DOCUMENT EXCERPT:
╭──

Pennsylvania’s primary election is over. What do the results say about the general election in November?

Primary turnout was low, perhaps because both parties have already picked their presidential nominees. And both U.S. Senate candidates, incumbent Democrat Sen. Bob Casey and Republican challenger Dave McCormick, ran unopposed.

Only 22.5 percent of registered Democrats and Republicans voted in Delaware County, 15.69 percent in Montgomery County, 31.6 percent in Bucks County, and 22.96 percent in Chester County. Pennsylvania primaries are closed, meaning only voters registered with a party can participate.

Despite having dropped out of the GOP presidential primary after Super Tuesday, former U.N. Ambassador Nikki Haley still received 150,000 votes — about 16 percent of the total — on Tuesday. But she did far better in the Delaware Valley, winning 18 percent of the vote in Bucks County, 22.87 in Delaware County, 24.22 percent in Chester County and 24.7 percent in Montgomery County.

╰──

Point annotation dataset records:
╭──

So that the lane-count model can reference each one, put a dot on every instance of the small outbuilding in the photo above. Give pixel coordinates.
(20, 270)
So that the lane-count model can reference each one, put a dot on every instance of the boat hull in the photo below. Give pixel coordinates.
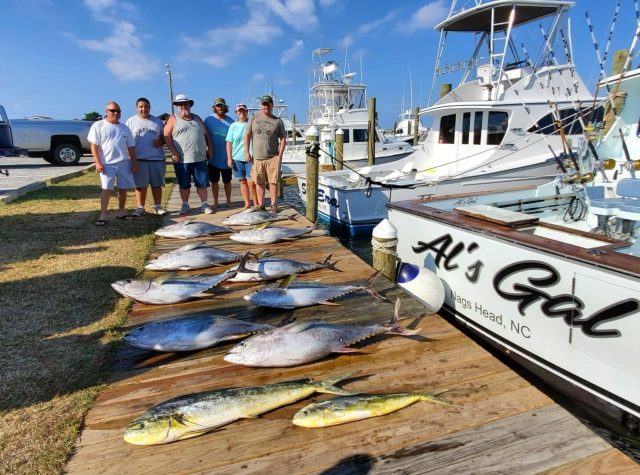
(545, 307)
(356, 211)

╰──

AIM: According to the primary election excerpt, what percentage of the vote did Nikki Haley win in Chester County? Answer from the text only.

WORKED ANSWER: 24.22 percent